§ **Data records**:

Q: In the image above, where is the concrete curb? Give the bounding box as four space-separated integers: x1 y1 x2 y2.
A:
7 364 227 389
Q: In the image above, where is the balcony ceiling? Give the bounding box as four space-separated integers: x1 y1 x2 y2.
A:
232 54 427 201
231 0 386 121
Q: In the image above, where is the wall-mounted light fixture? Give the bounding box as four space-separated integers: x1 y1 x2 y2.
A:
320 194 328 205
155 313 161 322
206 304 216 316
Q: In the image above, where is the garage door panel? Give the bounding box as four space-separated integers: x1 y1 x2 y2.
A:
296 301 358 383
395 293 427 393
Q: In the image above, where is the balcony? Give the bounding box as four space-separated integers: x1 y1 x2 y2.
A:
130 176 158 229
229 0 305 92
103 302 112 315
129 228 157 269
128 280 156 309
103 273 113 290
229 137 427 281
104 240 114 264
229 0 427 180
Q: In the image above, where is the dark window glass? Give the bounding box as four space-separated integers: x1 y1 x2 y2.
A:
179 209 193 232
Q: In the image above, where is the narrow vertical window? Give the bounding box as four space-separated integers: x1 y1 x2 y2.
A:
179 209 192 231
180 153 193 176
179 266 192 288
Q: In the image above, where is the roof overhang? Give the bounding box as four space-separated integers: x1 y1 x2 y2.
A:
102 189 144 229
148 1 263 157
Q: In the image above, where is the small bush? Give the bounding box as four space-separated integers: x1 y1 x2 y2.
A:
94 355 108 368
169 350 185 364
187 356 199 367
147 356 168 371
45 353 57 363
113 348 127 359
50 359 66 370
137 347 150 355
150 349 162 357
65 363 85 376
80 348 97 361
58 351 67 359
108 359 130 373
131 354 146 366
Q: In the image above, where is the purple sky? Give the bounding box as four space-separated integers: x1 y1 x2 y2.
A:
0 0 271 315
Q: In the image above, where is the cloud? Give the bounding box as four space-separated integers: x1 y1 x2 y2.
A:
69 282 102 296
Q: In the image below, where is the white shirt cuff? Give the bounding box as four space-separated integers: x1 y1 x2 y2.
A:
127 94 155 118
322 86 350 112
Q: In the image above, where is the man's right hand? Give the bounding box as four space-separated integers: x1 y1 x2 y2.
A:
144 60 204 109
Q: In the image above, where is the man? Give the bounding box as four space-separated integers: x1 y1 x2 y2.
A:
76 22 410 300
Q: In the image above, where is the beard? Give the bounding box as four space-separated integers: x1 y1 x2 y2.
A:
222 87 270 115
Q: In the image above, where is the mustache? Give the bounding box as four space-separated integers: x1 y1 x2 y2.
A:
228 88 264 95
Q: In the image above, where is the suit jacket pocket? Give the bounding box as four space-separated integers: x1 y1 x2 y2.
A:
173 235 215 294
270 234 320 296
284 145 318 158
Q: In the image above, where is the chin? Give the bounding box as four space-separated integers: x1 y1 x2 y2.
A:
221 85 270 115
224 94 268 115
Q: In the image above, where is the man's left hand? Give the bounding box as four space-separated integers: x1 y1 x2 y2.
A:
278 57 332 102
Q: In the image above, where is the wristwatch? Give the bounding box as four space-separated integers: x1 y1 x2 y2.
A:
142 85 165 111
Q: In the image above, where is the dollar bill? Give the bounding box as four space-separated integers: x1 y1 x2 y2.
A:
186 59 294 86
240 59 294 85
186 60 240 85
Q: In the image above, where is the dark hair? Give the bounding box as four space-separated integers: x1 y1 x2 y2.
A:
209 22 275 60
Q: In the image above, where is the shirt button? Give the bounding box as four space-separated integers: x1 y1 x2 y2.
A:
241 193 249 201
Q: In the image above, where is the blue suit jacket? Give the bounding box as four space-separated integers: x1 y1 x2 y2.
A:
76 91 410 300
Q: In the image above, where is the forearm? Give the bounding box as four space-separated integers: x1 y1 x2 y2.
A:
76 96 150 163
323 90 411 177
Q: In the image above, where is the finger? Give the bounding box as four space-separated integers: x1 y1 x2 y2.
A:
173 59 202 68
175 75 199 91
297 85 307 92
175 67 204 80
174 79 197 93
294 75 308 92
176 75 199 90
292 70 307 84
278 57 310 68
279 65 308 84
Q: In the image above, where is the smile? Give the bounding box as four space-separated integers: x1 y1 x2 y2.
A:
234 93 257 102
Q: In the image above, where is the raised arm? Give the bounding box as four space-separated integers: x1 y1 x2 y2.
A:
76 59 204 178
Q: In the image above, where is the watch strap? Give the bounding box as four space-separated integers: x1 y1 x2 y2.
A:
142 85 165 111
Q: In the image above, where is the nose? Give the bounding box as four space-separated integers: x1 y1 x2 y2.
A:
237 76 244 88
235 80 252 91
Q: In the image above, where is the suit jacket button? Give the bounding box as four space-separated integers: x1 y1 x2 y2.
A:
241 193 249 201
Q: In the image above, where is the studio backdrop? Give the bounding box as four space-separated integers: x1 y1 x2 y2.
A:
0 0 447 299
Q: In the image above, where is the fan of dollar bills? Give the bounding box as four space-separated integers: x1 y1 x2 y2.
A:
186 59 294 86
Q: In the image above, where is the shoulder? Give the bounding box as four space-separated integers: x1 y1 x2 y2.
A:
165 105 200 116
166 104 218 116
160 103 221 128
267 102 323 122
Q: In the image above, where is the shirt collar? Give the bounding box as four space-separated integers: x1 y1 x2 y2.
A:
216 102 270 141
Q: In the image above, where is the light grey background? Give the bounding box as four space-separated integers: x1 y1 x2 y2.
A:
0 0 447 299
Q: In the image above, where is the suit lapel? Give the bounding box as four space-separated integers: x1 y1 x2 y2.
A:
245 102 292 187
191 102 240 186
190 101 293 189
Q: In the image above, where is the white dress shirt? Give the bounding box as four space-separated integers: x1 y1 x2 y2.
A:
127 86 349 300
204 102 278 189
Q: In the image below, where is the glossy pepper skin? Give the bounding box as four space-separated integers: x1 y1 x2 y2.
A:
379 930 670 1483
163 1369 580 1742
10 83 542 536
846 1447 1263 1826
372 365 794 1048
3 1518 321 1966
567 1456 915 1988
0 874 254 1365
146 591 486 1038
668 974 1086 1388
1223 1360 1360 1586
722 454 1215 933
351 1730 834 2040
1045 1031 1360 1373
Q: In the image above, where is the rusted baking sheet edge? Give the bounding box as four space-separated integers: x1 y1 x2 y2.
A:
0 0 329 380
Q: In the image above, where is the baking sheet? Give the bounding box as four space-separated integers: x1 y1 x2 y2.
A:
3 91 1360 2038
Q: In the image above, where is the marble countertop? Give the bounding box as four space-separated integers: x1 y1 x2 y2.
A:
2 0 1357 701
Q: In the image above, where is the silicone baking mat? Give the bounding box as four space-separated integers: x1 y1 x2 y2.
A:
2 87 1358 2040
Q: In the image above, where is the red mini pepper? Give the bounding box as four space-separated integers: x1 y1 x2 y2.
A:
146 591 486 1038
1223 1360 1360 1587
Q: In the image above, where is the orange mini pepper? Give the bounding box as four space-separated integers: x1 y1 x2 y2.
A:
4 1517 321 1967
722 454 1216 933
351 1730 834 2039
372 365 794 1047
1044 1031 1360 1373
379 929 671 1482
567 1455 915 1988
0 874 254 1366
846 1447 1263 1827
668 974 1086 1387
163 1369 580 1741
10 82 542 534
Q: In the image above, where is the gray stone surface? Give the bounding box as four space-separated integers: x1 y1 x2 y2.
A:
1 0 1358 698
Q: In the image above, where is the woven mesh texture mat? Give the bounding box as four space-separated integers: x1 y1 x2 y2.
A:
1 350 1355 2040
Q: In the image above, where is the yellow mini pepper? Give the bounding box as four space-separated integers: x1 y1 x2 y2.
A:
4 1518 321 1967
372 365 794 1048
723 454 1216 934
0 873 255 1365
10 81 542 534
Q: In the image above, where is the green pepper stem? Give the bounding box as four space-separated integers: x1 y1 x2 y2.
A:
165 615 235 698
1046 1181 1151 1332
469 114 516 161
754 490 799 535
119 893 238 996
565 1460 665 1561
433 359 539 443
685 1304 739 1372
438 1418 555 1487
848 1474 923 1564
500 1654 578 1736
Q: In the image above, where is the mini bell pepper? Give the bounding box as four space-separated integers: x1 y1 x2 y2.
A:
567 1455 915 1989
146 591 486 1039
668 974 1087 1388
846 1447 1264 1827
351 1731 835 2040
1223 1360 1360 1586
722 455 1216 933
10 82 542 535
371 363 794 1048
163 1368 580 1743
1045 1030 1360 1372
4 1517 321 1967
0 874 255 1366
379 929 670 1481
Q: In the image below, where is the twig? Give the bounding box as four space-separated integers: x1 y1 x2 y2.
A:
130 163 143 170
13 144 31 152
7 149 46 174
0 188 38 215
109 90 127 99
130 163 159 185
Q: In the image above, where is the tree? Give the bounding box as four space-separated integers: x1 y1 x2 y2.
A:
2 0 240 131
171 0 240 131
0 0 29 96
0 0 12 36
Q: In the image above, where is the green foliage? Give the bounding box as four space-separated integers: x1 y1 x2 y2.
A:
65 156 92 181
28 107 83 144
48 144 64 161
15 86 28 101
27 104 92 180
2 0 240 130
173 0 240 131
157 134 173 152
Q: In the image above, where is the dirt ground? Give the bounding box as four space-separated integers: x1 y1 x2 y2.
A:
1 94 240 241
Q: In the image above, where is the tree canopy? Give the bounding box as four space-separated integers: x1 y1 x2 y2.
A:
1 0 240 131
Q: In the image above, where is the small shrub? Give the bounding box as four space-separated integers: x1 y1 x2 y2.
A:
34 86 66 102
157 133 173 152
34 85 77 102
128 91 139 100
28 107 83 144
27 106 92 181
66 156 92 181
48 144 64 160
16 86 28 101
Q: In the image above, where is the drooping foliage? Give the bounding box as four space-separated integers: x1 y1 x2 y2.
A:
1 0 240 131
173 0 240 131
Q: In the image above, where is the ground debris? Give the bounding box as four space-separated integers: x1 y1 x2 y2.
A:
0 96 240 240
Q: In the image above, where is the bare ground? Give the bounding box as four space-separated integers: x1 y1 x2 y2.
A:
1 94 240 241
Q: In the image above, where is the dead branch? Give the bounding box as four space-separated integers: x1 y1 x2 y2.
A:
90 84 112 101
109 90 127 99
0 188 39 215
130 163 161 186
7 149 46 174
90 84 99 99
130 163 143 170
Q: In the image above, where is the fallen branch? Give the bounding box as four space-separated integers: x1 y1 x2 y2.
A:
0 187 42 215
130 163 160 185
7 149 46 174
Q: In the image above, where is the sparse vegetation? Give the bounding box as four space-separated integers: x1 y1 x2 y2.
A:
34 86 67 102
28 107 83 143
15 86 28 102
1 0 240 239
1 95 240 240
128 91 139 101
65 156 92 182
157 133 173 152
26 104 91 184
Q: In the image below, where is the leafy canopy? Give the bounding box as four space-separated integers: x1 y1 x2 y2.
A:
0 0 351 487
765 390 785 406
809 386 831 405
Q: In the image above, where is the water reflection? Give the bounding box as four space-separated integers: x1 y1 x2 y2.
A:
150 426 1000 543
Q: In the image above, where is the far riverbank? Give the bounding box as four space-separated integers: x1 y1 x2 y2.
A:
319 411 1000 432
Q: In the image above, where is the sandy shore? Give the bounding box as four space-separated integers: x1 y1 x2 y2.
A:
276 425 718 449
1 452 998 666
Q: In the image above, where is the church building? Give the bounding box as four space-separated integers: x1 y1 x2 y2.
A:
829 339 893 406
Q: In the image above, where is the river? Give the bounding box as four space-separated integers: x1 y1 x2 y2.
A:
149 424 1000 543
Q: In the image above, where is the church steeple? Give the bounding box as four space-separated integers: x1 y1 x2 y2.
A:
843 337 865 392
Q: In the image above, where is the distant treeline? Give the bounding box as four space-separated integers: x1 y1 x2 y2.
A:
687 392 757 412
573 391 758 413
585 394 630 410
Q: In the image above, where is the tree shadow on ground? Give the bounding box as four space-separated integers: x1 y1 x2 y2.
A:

§ **Task brief**:
Look through the records and copy every line that has the word "dark".

§ **Answer to this task**:
Q: In the image above, where is the dark window glass? Give the bounding box as four space-separated integers: x1 y1 x2 y2.
Q: In the image above, where is the dark hair? Give the bounding box as four space-separated integers: x1 y1 x2 y2.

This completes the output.